**Goal of the exercise**
Reproduce only the lines of the records from the one containing "the white flower" down to the one containing "[500,197,521,264]", both ends included, with requests kept as they are. Scale every bounding-box coordinate in the answers by 2.45, rounding to whole numbers with halves going up.

**Data for the task**

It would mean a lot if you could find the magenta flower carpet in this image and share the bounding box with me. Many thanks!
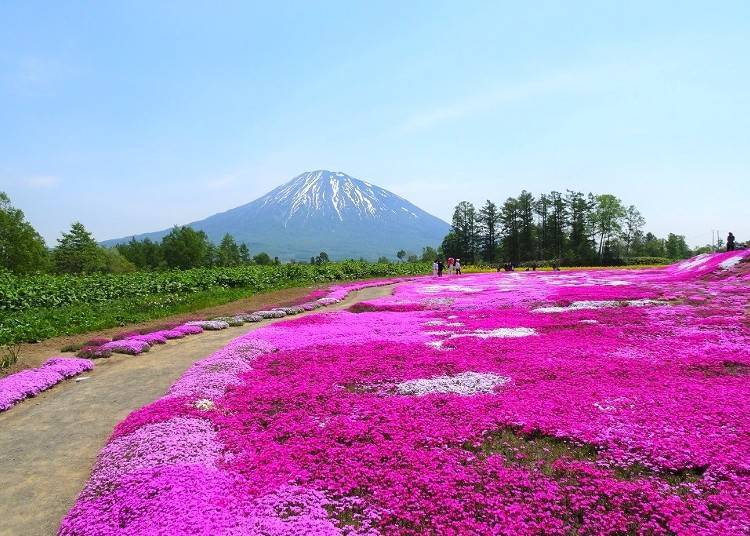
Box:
[60,252,750,535]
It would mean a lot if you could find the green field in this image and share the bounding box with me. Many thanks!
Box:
[0,261,431,344]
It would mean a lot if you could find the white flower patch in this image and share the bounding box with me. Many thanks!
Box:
[532,299,664,313]
[719,255,744,270]
[420,285,482,294]
[425,328,537,350]
[193,398,216,411]
[676,253,710,271]
[396,372,510,396]
[424,316,464,326]
[450,328,536,339]
[594,396,633,413]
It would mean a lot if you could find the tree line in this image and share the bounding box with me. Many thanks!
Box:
[0,192,288,274]
[440,190,693,265]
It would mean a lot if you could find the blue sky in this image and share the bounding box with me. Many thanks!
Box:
[0,0,750,245]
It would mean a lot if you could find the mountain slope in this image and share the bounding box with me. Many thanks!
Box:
[105,170,449,259]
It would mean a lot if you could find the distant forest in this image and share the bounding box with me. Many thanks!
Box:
[439,190,709,265]
[0,190,724,274]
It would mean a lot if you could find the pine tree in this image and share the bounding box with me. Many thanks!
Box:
[216,233,242,266]
[0,192,49,274]
[477,199,500,262]
[161,226,214,270]
[53,222,107,274]
[450,201,478,263]
[517,190,537,261]
[500,197,521,264]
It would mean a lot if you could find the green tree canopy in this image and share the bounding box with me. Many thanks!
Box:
[161,226,210,270]
[216,233,242,266]
[0,192,49,274]
[52,222,107,274]
[253,251,273,266]
[419,246,438,262]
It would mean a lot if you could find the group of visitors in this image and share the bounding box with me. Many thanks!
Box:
[727,233,737,251]
[432,257,461,277]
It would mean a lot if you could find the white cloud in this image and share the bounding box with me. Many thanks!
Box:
[397,51,662,133]
[25,175,60,190]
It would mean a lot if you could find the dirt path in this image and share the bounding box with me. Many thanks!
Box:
[0,286,320,377]
[0,286,393,536]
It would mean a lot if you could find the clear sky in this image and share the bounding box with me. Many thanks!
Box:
[0,0,750,245]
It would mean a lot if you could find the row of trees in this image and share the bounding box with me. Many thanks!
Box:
[0,192,284,274]
[441,190,691,265]
[115,226,279,270]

**Full solution**
It would mean a lot if you could find the white flower patch in this image and share the bounding box with me. Many thanks!
Box:
[1303,733,1627,767]
[1762,625,1823,662]
[1029,698,1181,720]
[1041,804,1316,858]
[473,975,529,1007]
[1656,620,1740,664]
[970,911,1250,970]
[1039,774,1137,799]
[1103,804,1313,831]
[1455,970,1551,1012]
It would mean a lot if you could find the tree line in this image and share the bounding box with me. Many thanks!
Box:
[0,470,706,671]
[1078,466,1698,649]
It would mean a lot if you could find the blue sky in this image and share the bounding box with me. Many thanks!
Box:
[0,0,1838,600]
It would mean a lot if you could find the mountain slope in this image and share the bounding box with me. Many thanks!
Box:
[257,417,1100,635]
It would mean a lot if you could find the distant forest in this image and share the bounding box with me. Many thanks!
Box:
[1076,466,1737,649]
[0,466,1774,671]
It would mean a lot if you could find the pine tree in this image and share the bounding box with me. Many thanks!
Box:
[529,571,593,652]
[0,470,120,671]
[1169,488,1225,642]
[394,554,524,662]
[130,544,262,671]
[1103,492,1171,644]
[1267,466,1316,639]
[1225,483,1276,647]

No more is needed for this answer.